◆ **Texto proporcionado**
%%
Su relato encuentra sustento en documentos estatales como los del Archivo Histórico de la Policía Nacional y el Diario Militar. Este último es un documento que fue filtrado hace 22 años y expone las fichas de 183 personas que de 1982 a 1985 fueron vigiladas, detenidas, desaparecidas y asesinadas por integrantes de la estructura de inteligencia militar del EMP.

La ficha de Sosa Ramos incluye una fotografía, datos de su afiliación política y dos anotaciones a mano: el dato de que escapó a la embajada de Bélgica y el código Y-87 que aparece sobre su fotografía. El testimonio se ha sumado a otros, cada uno peor en la narración de hechos atroces, para someter a proceso penal a seis militares retirados que pertenecieron al EMP.

«¿DE QUÉ CONFLICTO ARMADO ESTAMOS HABLANDO?»

El caso se inició el 27 de mayo, con la detención de 11 hombres, todos adultos mayores, mientras uno más se entregó en la Torre de Tribunales. De los 12, solo seis asistieron a la audiencia de primera declaración, los demás tienen padecimientos de salud y se encuentran internados.

El miércoles 9 de junio, el juez Miguel Ángel Gálvez concluyó que la investigación de la fiscalía, con los testimonios, la información documental de los planes de inteligencia de los gobiernos militares, las referencias a instrumentos internacionales sobre derechos humanos y sucesos históricos que ya han sido juzgados (genocidio, Tres Erres, Molina Theissen, entre otros) daban lugar a abrir proceso penal en contra de los seis detenidos.

«Esto es una audiencia de primera declaración… no estoy afirmando (juzgando que hayan cometido los delitos, porque esto corresponde a un tribunal)», aclaró el juez en una argumentación que estuvo colmada de frases de reflexión. Al leer el relato de una niña que a los 9 años fue violada y amenazada para que diera información mientras a su hermano de 1 año le ponían una pistola en la boca, dijo: «¿De qué conflicto armado estamos hablando?».

Al referir el testimonio de una mujer a la que detuvieron ilegalmente para torturarla, violarla, y someterla durante dos años para que sirviera como informante, así como la narración de otros casos de secuestro, tortura y asesinato, el juez se mostraba cada vez más afectado. «Este tipo de esclavitud, hacer este tipo de cosas con una mujer… ¿Cómo no se va a acordar una mujer del rostro de quienes le quitaron la ropa y la violaron?».

Los acusados son Enrique Cifuentes de la Cruz, Edgar Corado Samayoa y Jacobo Esdras Salán Sánchez, por los delitos de desaparición forzada, asesinato y asesinato en grado de tentativa. Rone René Lara, por asesinato en grado de tentativa. José Daniel Monterroso Villagrán y Edgar Virginio de León Sigüenza, por desaparición forzada. Hechos cometidos en contra de 20 personas, Sosa Ramos entre ellos.
%%
◆ **Información registrada**
%%
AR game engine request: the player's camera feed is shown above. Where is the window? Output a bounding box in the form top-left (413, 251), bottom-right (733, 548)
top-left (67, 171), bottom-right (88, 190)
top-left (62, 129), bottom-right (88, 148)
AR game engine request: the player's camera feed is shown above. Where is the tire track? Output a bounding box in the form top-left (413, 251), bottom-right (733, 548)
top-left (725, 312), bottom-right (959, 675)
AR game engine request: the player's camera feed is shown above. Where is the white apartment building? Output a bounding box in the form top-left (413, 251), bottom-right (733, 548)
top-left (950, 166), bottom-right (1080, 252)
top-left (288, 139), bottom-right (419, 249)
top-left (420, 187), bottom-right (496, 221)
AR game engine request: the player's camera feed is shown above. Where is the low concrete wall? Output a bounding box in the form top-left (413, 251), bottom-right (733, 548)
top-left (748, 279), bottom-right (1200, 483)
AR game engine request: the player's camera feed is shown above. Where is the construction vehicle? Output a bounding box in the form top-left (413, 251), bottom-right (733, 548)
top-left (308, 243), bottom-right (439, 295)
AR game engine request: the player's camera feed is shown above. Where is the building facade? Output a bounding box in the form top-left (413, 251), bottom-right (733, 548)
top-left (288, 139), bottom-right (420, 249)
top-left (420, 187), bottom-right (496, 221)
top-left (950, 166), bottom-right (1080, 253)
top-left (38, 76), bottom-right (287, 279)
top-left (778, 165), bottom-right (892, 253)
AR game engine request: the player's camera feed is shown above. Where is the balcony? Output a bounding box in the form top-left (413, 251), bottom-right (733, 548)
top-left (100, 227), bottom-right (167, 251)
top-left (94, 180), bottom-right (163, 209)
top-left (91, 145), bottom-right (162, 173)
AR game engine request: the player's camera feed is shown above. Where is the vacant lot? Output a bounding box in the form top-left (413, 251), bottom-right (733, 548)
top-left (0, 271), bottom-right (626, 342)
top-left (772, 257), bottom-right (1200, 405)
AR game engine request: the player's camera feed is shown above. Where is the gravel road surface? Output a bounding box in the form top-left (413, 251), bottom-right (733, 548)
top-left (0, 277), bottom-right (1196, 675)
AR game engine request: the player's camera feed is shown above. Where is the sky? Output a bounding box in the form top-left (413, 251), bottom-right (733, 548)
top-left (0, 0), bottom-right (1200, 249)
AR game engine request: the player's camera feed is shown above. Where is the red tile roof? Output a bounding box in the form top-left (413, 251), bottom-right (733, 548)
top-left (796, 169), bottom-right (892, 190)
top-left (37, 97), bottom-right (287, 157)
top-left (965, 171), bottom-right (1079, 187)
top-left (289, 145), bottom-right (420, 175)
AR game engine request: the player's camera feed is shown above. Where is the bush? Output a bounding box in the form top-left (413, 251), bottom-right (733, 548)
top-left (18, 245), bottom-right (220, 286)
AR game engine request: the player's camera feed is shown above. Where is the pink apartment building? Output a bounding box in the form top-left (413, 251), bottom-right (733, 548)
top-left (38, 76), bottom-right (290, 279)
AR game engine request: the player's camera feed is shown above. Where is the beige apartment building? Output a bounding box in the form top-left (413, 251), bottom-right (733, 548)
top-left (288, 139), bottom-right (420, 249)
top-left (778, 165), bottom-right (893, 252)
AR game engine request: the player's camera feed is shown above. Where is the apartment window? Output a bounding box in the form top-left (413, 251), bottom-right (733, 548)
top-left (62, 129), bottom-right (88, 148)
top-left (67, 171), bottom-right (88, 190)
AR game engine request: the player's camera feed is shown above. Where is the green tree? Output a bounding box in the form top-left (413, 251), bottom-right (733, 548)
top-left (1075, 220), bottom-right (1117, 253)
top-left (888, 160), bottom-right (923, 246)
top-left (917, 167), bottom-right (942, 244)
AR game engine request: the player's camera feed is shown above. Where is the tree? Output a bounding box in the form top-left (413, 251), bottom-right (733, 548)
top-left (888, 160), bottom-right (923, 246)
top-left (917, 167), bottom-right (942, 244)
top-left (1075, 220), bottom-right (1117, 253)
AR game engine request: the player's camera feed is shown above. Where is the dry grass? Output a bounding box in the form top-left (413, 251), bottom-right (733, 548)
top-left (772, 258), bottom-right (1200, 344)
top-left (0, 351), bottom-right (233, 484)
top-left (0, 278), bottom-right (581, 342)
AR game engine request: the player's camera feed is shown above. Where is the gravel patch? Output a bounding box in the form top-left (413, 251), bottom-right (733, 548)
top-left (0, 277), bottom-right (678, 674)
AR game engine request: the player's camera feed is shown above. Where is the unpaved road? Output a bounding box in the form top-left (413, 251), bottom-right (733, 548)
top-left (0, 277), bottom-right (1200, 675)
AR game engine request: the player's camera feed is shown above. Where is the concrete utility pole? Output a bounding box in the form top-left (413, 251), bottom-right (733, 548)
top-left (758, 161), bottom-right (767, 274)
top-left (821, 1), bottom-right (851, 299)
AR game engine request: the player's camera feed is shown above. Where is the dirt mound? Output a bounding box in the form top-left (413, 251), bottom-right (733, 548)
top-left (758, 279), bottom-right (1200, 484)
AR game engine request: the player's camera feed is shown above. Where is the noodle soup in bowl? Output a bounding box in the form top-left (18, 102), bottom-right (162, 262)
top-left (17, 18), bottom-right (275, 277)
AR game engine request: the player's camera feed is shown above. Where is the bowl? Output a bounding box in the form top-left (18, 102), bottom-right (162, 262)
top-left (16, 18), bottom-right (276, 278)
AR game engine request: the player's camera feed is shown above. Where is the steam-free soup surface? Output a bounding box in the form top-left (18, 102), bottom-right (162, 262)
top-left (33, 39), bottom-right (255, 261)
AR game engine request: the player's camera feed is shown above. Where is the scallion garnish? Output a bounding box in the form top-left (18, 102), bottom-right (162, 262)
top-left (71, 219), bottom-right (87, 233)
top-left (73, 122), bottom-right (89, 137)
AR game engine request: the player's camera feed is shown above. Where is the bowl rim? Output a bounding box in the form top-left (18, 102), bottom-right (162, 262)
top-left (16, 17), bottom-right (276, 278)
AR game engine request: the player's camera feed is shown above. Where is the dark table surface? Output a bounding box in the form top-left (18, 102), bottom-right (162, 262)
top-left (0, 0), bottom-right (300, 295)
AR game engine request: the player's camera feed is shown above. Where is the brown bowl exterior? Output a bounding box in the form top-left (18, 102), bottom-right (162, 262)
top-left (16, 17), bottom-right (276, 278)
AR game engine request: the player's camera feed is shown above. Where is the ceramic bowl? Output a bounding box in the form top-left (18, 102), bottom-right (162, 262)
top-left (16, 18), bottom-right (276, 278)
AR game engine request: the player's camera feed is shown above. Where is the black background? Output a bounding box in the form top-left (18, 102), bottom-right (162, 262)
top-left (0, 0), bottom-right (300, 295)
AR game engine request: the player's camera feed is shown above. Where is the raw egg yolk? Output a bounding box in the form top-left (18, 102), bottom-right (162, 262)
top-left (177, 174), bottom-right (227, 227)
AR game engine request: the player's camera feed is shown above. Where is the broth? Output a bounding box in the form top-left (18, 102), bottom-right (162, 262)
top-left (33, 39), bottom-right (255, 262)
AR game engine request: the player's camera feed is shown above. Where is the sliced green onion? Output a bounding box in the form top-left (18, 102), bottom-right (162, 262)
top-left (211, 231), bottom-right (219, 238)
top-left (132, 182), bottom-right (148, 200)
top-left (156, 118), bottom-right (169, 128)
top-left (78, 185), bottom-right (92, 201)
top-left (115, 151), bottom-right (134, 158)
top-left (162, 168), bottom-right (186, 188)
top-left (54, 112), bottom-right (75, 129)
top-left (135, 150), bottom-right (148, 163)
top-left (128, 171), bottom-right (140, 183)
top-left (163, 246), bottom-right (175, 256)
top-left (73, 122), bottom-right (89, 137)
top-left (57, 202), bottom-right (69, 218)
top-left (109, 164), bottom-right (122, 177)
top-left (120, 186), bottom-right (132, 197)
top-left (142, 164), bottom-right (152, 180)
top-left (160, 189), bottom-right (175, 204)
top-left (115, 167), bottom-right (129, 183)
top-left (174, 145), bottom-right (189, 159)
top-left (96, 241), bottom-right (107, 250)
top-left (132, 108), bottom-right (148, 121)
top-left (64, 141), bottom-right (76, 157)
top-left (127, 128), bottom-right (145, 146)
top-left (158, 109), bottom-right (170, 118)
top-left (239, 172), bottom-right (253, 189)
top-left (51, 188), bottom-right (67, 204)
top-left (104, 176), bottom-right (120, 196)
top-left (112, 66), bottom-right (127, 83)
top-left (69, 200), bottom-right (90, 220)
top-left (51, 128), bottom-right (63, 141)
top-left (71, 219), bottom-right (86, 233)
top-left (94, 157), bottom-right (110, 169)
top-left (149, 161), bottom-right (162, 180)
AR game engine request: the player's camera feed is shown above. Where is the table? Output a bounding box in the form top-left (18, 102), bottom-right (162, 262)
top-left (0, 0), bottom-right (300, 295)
%%
◆ **Tus tareas**
**1)** Por favor, enumera a todas las personas que el texto nombra como acusadas.
**2)** Indica si cada afirmación concuerda con el texto y cita las palabras que lo deciden: (a) El Diario Militar expone las fichas de 183 personas. (b) Los 12 detenidos asistieron a la audiencia de primera declaración. (c) Rone René Lara está acusado de desaparición forzada.
**3)** Reproduce el tramo del texto que va desde «El miércoles 9» hasta «los seis detenidos.».

◆ **Soluciones por tarea**
**1)**
- Enrique Cifuentes de la Cruz
- Edgar Corado Samayoa
- Jacobo Esdras Salán Sánchez
- Rone René Lara
- José Daniel Monterroso Villagrán
- Edgar Virginio de León Sigüenza

**2)**
(a) Sí: «expone las fichas de 183 personas».
(b) No: «De los 12, solo seis asistieron a la audiencia de primera declaración».
(c) No: «Rone René Lara, por asesinato en grado de tentativa.»

**3)**
El miércoles 9 de junio, el juez Miguel Ángel Gálvez concluyó que la investigación de la fiscalía, con los testimonios, la información documental de los planes de inteligencia de los gobiernos militares, las referencias a instrumentos internacionales sobre derechos humanos y sucesos históricos que ya han sido juzgados (genocidio, Tres Erres, Molina Theissen, entre otros) daban lugar a abrir proceso penal en contra de los seis detenidos.